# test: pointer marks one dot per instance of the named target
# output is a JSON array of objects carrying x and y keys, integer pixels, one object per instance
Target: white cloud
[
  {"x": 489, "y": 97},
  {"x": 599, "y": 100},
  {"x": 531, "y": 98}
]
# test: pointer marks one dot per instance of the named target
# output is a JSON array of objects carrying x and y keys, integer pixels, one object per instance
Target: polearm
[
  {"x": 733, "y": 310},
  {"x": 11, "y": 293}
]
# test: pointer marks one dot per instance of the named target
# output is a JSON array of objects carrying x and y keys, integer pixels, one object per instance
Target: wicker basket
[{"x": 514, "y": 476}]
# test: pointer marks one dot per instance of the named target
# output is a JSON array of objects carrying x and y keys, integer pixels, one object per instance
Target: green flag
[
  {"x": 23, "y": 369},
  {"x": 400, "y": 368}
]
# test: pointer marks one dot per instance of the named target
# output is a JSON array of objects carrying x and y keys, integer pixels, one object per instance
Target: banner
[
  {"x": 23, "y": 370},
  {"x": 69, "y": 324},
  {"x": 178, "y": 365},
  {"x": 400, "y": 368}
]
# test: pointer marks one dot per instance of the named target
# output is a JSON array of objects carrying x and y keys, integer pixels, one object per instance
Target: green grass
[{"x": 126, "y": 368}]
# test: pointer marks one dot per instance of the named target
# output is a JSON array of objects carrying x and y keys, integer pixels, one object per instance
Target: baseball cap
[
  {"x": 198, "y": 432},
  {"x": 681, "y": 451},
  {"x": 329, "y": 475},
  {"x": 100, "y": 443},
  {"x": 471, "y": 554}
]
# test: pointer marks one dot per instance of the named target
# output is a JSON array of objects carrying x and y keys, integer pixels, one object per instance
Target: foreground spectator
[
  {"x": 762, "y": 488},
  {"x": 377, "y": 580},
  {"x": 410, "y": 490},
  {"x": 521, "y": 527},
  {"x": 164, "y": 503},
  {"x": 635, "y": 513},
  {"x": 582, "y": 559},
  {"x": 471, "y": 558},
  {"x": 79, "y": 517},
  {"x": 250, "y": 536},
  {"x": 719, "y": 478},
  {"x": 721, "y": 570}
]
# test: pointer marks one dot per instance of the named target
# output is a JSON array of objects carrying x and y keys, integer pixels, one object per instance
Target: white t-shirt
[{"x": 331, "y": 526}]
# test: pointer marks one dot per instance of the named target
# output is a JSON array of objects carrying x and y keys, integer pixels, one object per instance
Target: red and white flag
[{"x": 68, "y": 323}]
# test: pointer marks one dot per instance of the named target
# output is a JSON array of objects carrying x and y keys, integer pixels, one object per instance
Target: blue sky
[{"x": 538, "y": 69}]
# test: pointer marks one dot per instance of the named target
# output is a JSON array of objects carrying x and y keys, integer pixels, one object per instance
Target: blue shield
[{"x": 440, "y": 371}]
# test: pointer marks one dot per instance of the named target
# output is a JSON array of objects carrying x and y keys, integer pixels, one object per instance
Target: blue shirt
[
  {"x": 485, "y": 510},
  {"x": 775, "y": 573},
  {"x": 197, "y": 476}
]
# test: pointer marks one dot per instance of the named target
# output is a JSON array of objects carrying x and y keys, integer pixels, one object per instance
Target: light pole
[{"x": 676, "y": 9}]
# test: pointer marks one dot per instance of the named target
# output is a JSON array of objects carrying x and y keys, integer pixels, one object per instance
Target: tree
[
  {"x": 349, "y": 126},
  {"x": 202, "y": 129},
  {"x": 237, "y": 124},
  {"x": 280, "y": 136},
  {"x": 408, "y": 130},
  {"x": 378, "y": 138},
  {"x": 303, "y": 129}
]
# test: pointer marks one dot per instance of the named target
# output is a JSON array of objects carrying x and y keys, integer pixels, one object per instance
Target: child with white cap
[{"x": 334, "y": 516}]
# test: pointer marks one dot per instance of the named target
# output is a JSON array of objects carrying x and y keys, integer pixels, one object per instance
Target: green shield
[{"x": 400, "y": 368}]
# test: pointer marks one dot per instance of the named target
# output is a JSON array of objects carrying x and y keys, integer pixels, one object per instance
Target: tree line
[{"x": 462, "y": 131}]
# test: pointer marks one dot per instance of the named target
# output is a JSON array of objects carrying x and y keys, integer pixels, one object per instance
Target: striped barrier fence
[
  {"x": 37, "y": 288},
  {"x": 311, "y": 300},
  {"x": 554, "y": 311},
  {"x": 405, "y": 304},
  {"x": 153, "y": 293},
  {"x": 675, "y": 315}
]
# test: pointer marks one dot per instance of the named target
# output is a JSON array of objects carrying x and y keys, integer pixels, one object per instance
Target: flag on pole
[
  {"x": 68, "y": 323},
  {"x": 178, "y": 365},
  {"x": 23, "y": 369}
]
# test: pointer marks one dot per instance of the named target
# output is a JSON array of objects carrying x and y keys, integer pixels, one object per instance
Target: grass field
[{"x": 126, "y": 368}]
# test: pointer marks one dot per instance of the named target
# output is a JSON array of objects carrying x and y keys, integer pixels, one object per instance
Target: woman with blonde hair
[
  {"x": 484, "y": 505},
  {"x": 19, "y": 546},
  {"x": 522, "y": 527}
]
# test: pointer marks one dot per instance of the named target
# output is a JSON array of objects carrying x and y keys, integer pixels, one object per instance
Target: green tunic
--
• [Requirement] Every entry must be output again, exactly as written above.

• [Written response]
# test: pointer marks one dot per instance of the named target
# output is a JSON array of objects carrying x and y keys, integer pixels, one object per instance
Target: white cloud
[
  {"x": 489, "y": 97},
  {"x": 599, "y": 100},
  {"x": 531, "y": 98}
]
# test: pointer marks one dot per instance of the named target
# output is a JSON array of objects carrying x and y keys, integer pixels, one object per instance
Target: polearm
[
  {"x": 733, "y": 310},
  {"x": 11, "y": 293}
]
# test: pointer marks one dot per instance of the named target
# output is a JSON array of objects carrying x and y keys, integer pixels, one object per instance
Target: wicker basket
[{"x": 514, "y": 476}]
# test: pointer marks one dot per instance of the named target
# output is a JSON array of objects carrying x and y keys, integer pixels, one object per instance
Target: green flag
[
  {"x": 23, "y": 369},
  {"x": 400, "y": 368}
]
# test: pointer marks one dot per instance of the named target
# output is a JSON array of objects carrying x and y keys, integer pixels, one object per instance
Target: banner
[
  {"x": 23, "y": 370},
  {"x": 69, "y": 324},
  {"x": 178, "y": 365},
  {"x": 400, "y": 368}
]
# test: pointer marks one dot per instance of the named target
# output is a JSON array of objects carrying x and y keys, integer pixels, one object per instance
Target: green grass
[{"x": 126, "y": 368}]
# test: pointer marks one dot per instance of the named target
# output is a JSON array of objects carrying x and y keys, integer pixels, one object per instance
Target: baseball cap
[
  {"x": 198, "y": 432},
  {"x": 681, "y": 451},
  {"x": 329, "y": 475},
  {"x": 100, "y": 443},
  {"x": 471, "y": 554}
]
# test: pointer marks one dot per instance of the named target
# output is a JSON array of objects carrying x and y keys, integer pixels, one object per instance
Target: foreground spectator
[
  {"x": 762, "y": 488},
  {"x": 377, "y": 580},
  {"x": 410, "y": 490},
  {"x": 521, "y": 527},
  {"x": 164, "y": 503},
  {"x": 635, "y": 513},
  {"x": 582, "y": 559},
  {"x": 471, "y": 558},
  {"x": 79, "y": 517},
  {"x": 250, "y": 536},
  {"x": 719, "y": 478},
  {"x": 721, "y": 570}
]
# test: pointer marks one dot per instance of the named target
# output is a JSON array of objects carrying x and y keys, integer pixels, one object per instance
Target: white t-shirt
[{"x": 331, "y": 526}]
# test: pointer marks one dot per instance of the named target
# output is a JSON array of objects carrying x and y keys, integer pixels, one object per instance
Target: red and white flag
[{"x": 68, "y": 323}]
# test: pointer marks one dot per instance of the named target
# output is a JSON array of objects carrying x and y keys, integer pixels, one object per instance
Target: blue sky
[{"x": 538, "y": 69}]
# test: pointer marks one dot per instance of the named target
# output is a JSON array of objects carrying x and y keys, integer pixels, one object per instance
Target: blue shield
[{"x": 440, "y": 371}]
# test: pointer marks one dot per instance of the named target
# output is a JSON array of objects carrying x and y keys, integer pixels, one object per instance
Target: blue shirt
[
  {"x": 485, "y": 510},
  {"x": 775, "y": 573},
  {"x": 197, "y": 476}
]
# test: pointer marks one dot per instance of the named target
# output is a JSON array of objects carrying x and y keys, integer pixels, one object per instance
Target: light pole
[{"x": 676, "y": 9}]
# test: pointer marks one dot per instance of the named target
# output is a JSON array of objects carrying x and y keys, integer pixels, one object per instance
Target: tree
[
  {"x": 349, "y": 126},
  {"x": 202, "y": 129},
  {"x": 237, "y": 124},
  {"x": 280, "y": 136},
  {"x": 408, "y": 130},
  {"x": 378, "y": 138},
  {"x": 303, "y": 129}
]
# test: pointer marks one dot per instance of the named target
# output is a JSON array of objects carrying x and y keys, integer pixels, one object per instance
Target: child with white cap
[{"x": 334, "y": 516}]
# test: pointer marks one dot per instance of the named target
# output is a JSON array of objects carrying x and y keys, integer pixels, one object per instance
Target: green shield
[{"x": 400, "y": 368}]
# test: pointer marks one dot per instance of the named target
# output is a JSON array of objects carrying x and y keys, integer pixels, one object per instance
Target: tree line
[{"x": 462, "y": 131}]
# test: pointer marks one dot per instance of the named target
# output is a JSON array of objects carrying x and y keys, integer pixels, one object per instance
Target: striped barrier fence
[
  {"x": 37, "y": 288},
  {"x": 311, "y": 300},
  {"x": 554, "y": 311},
  {"x": 405, "y": 304},
  {"x": 153, "y": 293},
  {"x": 675, "y": 315}
]
# test: pointer marks one dot per instance of the named target
# output is a JSON array of objects carrying x and y keys, integer pixels, one object per instance
Target: flag on pole
[
  {"x": 68, "y": 323},
  {"x": 178, "y": 365},
  {"x": 23, "y": 369}
]
# test: pointer marks one dot per instance of the named target
# output is a JSON array of objects carrying x and y keys, integer pixels, one object per instance
Target: grass field
[{"x": 126, "y": 368}]
# test: pointer marks one dot per instance of the named target
# output is a JSON array of objects carrying x and y keys, integer pixels, one object per instance
Target: woman with blonde hair
[
  {"x": 484, "y": 505},
  {"x": 19, "y": 546},
  {"x": 522, "y": 527}
]
# test: pointer marks one dot per instance of the named target
# output is a JSON array of objects carrying x and y keys, integer pixels, one object per instance
Target: green tunic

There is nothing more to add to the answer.